> _DATA FOR PROCESSING_:
———

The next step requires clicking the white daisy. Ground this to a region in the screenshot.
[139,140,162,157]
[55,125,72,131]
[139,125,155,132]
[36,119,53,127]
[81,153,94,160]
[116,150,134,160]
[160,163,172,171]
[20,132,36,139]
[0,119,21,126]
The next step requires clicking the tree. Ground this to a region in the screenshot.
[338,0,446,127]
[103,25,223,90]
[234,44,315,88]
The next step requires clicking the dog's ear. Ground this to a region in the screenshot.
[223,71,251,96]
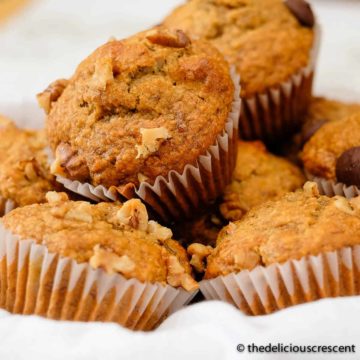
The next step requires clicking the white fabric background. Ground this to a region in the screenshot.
[0,0,360,360]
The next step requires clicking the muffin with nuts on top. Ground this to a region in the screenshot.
[281,97,360,163]
[163,0,318,144]
[38,27,240,219]
[0,116,60,216]
[301,112,360,197]
[193,182,360,314]
[0,192,198,329]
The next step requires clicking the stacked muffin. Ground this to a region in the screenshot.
[0,0,360,330]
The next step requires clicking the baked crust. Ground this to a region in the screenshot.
[205,183,360,279]
[1,193,197,290]
[220,141,305,221]
[0,116,59,208]
[301,112,360,180]
[43,28,234,187]
[163,0,314,98]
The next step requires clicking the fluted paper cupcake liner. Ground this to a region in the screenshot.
[0,196,15,217]
[0,225,196,330]
[200,245,360,315]
[57,69,241,222]
[306,173,360,199]
[239,26,321,145]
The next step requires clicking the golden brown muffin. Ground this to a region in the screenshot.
[0,116,58,214]
[39,28,234,187]
[1,192,197,290]
[301,112,360,186]
[220,141,305,221]
[163,0,314,98]
[201,182,360,279]
[172,202,228,246]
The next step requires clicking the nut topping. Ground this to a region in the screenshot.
[37,79,69,114]
[187,244,213,273]
[90,245,135,276]
[146,28,191,48]
[116,199,149,231]
[135,127,171,159]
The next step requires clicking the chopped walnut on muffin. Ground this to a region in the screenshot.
[0,116,60,215]
[188,182,360,279]
[1,192,198,291]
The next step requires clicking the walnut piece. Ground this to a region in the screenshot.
[50,143,89,181]
[36,79,69,114]
[187,243,213,273]
[147,220,173,241]
[167,255,199,291]
[90,245,135,276]
[334,196,355,215]
[45,191,69,204]
[116,199,149,231]
[233,250,260,269]
[135,127,171,159]
[146,28,191,48]
[92,58,114,90]
[24,162,38,182]
[304,181,320,197]
[65,202,93,224]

———

> _PROBLEM TO WORK ON_: Put the rows from the line with "The next step requires clicking the golden" up to and including the line with "[1,192,198,291]" into a Markdown table with two columns, Index and Entry, numbering each row and leaving out blank lines.

> _ANSWER TO THIS EXERCISE_:
| Index | Entry |
|---|---|
| 1 | The next step requires clicking the golden brown muffin. Ground this to a region in the screenshot. |
| 2 | [0,116,58,214] |
| 3 | [39,28,234,187] |
| 4 | [1,192,197,290] |
| 5 | [301,112,360,186] |
| 6 | [220,141,305,221] |
| 7 | [163,0,314,98] |
| 8 | [201,182,360,279] |
| 9 | [172,202,228,246] |
| 10 | The next step requires clicking the nut topping. Ground this to a region in the screenshot. |
| 11 | [37,79,69,114] |
| 12 | [187,244,213,273] |
| 13 | [90,245,135,276] |
| 14 | [146,28,191,48] |
| 15 | [116,199,149,231] |
| 16 | [135,127,171,159] |
| 17 | The next step requires clicking the chopped walnut on muffin. Ground this to a region in the screenshot. |
| 18 | [0,116,60,215] |
| 19 | [188,182,360,279] |
| 20 | [1,192,198,291] |